___ Dataset
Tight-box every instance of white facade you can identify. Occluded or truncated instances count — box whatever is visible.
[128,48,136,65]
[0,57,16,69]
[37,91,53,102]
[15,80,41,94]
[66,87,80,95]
______
## [Request]
Reproduce the material in full, substituting "red brick facade" for "white facade" and leaving everything else unchanged.

## [Answer to this exercise]
Tight-box every instance of red brick facade you can identify. Occluded or truncated instances count — box whatever is visible.
[128,48,136,65]
[0,57,16,69]
[37,91,53,102]
[15,80,41,94]
[66,87,80,95]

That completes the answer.